Write out every line of the following listing, unchanged.

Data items
□ □ □ □ □
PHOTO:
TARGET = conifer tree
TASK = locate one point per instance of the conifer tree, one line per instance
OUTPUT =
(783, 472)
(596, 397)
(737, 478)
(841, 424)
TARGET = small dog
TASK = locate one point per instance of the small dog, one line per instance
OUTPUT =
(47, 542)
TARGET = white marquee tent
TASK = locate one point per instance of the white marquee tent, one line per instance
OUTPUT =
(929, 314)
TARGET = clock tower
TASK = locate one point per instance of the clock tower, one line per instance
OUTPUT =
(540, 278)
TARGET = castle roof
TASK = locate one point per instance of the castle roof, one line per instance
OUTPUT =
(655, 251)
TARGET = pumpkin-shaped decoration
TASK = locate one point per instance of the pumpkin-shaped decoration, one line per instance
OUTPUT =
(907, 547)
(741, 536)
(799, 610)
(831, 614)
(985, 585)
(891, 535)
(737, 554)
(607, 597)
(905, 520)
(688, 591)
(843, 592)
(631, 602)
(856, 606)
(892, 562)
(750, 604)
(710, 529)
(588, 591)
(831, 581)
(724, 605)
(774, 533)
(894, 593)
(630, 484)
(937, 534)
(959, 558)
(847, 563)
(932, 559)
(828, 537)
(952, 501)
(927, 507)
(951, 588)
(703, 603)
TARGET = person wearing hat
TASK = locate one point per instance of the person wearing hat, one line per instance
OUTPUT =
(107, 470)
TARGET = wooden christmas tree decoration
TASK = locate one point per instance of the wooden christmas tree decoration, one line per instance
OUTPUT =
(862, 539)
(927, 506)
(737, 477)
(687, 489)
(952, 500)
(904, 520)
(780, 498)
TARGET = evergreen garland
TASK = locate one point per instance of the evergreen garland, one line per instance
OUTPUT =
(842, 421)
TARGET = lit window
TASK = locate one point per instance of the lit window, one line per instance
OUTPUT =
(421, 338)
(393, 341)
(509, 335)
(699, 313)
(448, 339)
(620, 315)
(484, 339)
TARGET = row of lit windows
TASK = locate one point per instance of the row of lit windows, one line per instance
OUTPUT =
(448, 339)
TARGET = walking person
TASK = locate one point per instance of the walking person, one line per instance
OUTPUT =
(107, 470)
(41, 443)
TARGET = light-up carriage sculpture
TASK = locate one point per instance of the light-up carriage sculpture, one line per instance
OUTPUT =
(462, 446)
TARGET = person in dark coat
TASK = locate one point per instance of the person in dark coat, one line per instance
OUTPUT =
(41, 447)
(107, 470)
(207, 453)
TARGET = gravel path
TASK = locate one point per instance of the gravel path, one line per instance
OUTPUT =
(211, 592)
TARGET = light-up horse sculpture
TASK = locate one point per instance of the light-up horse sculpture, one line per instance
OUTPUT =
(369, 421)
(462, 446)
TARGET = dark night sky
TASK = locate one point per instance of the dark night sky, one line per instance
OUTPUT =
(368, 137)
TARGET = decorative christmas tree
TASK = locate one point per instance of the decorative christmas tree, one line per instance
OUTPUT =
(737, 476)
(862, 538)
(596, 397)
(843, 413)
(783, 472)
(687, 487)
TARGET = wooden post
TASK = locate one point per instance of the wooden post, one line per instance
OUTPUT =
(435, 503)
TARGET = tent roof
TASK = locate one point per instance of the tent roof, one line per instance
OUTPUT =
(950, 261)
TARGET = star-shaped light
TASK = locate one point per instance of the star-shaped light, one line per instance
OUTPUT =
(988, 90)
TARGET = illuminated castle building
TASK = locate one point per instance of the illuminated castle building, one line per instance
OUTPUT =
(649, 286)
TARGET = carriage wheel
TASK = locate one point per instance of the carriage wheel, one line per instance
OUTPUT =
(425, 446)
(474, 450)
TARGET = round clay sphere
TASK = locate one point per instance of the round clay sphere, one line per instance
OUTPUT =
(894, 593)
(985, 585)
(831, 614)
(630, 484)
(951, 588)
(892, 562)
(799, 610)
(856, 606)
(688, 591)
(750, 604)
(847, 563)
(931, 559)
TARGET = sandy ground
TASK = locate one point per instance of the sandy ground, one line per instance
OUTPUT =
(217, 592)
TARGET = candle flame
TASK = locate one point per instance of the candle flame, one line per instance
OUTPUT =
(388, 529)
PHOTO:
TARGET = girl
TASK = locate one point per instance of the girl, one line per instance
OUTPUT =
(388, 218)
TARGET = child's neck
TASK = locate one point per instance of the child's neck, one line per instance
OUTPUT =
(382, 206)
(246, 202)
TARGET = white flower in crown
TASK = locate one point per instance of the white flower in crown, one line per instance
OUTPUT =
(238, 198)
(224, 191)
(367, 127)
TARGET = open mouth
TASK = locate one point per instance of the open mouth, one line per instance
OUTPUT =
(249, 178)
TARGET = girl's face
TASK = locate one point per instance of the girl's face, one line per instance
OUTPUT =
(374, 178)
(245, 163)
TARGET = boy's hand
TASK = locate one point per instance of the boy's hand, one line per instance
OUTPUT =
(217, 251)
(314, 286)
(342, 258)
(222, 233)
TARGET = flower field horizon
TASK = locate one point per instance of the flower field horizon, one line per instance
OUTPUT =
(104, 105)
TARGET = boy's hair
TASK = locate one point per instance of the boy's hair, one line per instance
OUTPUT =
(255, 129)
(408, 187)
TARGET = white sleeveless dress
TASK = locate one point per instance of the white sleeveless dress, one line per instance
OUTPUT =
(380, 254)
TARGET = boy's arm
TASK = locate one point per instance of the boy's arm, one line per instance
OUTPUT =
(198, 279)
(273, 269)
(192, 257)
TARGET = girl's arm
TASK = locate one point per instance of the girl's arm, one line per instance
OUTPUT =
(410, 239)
□ □ □ □ □
Written response:
PHOTO:
TARGET = conifer tree
TASK = locate one point per instance of the conifer tree, one line per instance
OUTPUT =
(783, 472)
(596, 397)
(737, 478)
(841, 424)
TARGET = small dog
TASK = locate one point per instance of the small dog, one line per instance
OUTPUT =
(47, 542)
TARGET = white marquee tent
TASK = locate one point per instance of the white marquee tent, one line per instance
OUTPUT =
(929, 314)
TARGET = clock tower
TASK = locate one point per instance of the clock tower, one line per instance
OUTPUT =
(540, 278)
TARGET = castle roof
TASK = locate one point per instance of the castle roof, one line per instance
OUTPUT =
(655, 251)
TARGET = pumpkin-shaped decoration
TASK = locate one point per instance of the pumpkin-shaped decoration, one line per instance
OUTPUT =
(907, 547)
(741, 536)
(799, 610)
(831, 614)
(985, 585)
(891, 535)
(737, 554)
(607, 597)
(905, 520)
(688, 591)
(843, 592)
(631, 602)
(856, 606)
(892, 562)
(750, 604)
(710, 529)
(588, 591)
(831, 581)
(724, 605)
(774, 533)
(894, 593)
(630, 484)
(937, 534)
(959, 558)
(847, 563)
(932, 559)
(828, 537)
(952, 501)
(927, 507)
(951, 588)
(703, 603)
TARGET = person wearing hat
TASK = locate one point per instance of the person wearing hat, one line per instance
OUTPUT =
(107, 470)
TARGET = wooden christmas tree decoration
TASK = locate one point per instance of the wooden christmas tree decoration, one line per instance
OUTPUT =
(862, 539)
(927, 506)
(737, 477)
(687, 489)
(952, 500)
(904, 520)
(780, 498)
TARGET = evergreen garland
TASK = locate one point per instance of the evergreen garland, one line per instance
OUTPUT =
(842, 421)
TARGET = lit window
TASK = locate one point per instance of the lit window, one line per instance
OUTPUT =
(421, 338)
(393, 341)
(509, 335)
(699, 313)
(448, 339)
(620, 315)
(484, 339)
TARGET = row of lit windows
TASK = locate one point per instance of the row of lit windows, one line per instance
OUTPUT =
(448, 339)
TARGET = walking person
TASK = locate one point per instance of the walking person, one line per instance
OUTPUT =
(107, 470)
(41, 443)
TARGET = light-up carriage sculpture
TASK = locate one point per instance of the light-up carriage sculpture, one line per instance
OUTPUT =
(462, 446)
TARGET = person in dark coat
TASK = locate one point per instance of the person in dark coat, one line per instance
OUTPUT =
(41, 447)
(107, 470)
(207, 453)
TARGET = gravel path
TASK = locate one point per instance of the gravel path, one line per instance
OUTPUT =
(211, 592)
TARGET = light-up horse sculpture
TASK = locate one point per instance of the light-up horse sculpture, one line per instance
OUTPUT =
(369, 421)
(462, 446)
TARGET = dark night sky
TASK = locate one point per instance of the dark night sky, one line per instance
OUTPUT =
(368, 137)
TARGET = decorative christmas tree
TASK = locate one point per instance of the decorative christmas tree, one line per instance
OUTPUT =
(737, 476)
(862, 538)
(596, 397)
(843, 413)
(783, 472)
(687, 487)
TARGET = wooden post
TASK = locate one point per instance of the wooden post, one line per instance
OUTPUT =
(435, 503)
TARGET = tent roof
TASK = locate one point per instance of the tent roof, one line per instance
OUTPUT =
(950, 261)
TARGET = star-shaped light
TASK = locate one point per instance of the star-shaped light, one line per instance
OUTPUT =
(988, 90)
TARGET = illuminated castle building
TASK = locate one point per instance of the illuminated castle building, one line per instance
OUTPUT =
(649, 286)
TARGET = carriage wheel
TASK = locate one point per instance of the carriage wheel, one line per instance
OUTPUT =
(425, 446)
(474, 450)
TARGET = round clay sphere
TASK = locate one point per instance of the round clay sphere, one line per instance
OUTPUT =
(894, 593)
(985, 585)
(831, 614)
(630, 484)
(951, 588)
(892, 562)
(799, 610)
(856, 606)
(688, 591)
(750, 604)
(847, 563)
(931, 559)
TARGET = sandy ground
TASK = locate one point per instance of the sandy ground, one line per instance
OUTPUT =
(217, 592)
TARGET = candle flame
TASK = locate one point per instance of the candle flame, one line per instance
OUTPUT =
(388, 529)
PHOTO:
TARGET = girl
TASK = locate one point per instance of the girl, one line per instance
OUTPUT =
(388, 218)
TARGET = child's neck
TASK = locate one point per instance of the child's neck, one line per instance
OUTPUT =
(382, 206)
(246, 202)
TARGET = white flower in crown
TASK = locate one point per instance of the white flower in crown, one line per instance
OUTPUT =
(238, 198)
(224, 191)
(367, 127)
TARGET = open mouth
TASK = locate one point per instance of the open mouth, one line per instance
OUTPUT =
(249, 178)
TARGET = girl's face
TASK = locate one point per instance of the girl's face, one line per instance
OUTPUT =
(374, 178)
(245, 163)
TARGET = boy's hand
TASK = locate one point per instance of the boy's hand, one line per instance
OUTPUT =
(217, 251)
(314, 286)
(342, 258)
(222, 233)
TARGET = flower field horizon
TASK = locate one point per instance of the flower field horizon, one line per instance
OUTPUT =
(104, 105)
TARGET = boy's hair
TASK = locate one point per instance of the boy's hair, one line per instance
OUTPUT =
(255, 129)
(408, 187)
TARGET = white sleeveless dress
TASK = locate one point per instance of the white sleeveless dress, one line per instance
OUTPUT =
(380, 254)
TARGET = boy's arm
TASK = locate one point per instance of the boy's arm, one line per instance
OUTPUT =
(198, 279)
(273, 269)
(192, 257)
TARGET = girl's arm
TASK = locate one point per instance of the girl's arm, one line per instance
OUTPUT =
(410, 239)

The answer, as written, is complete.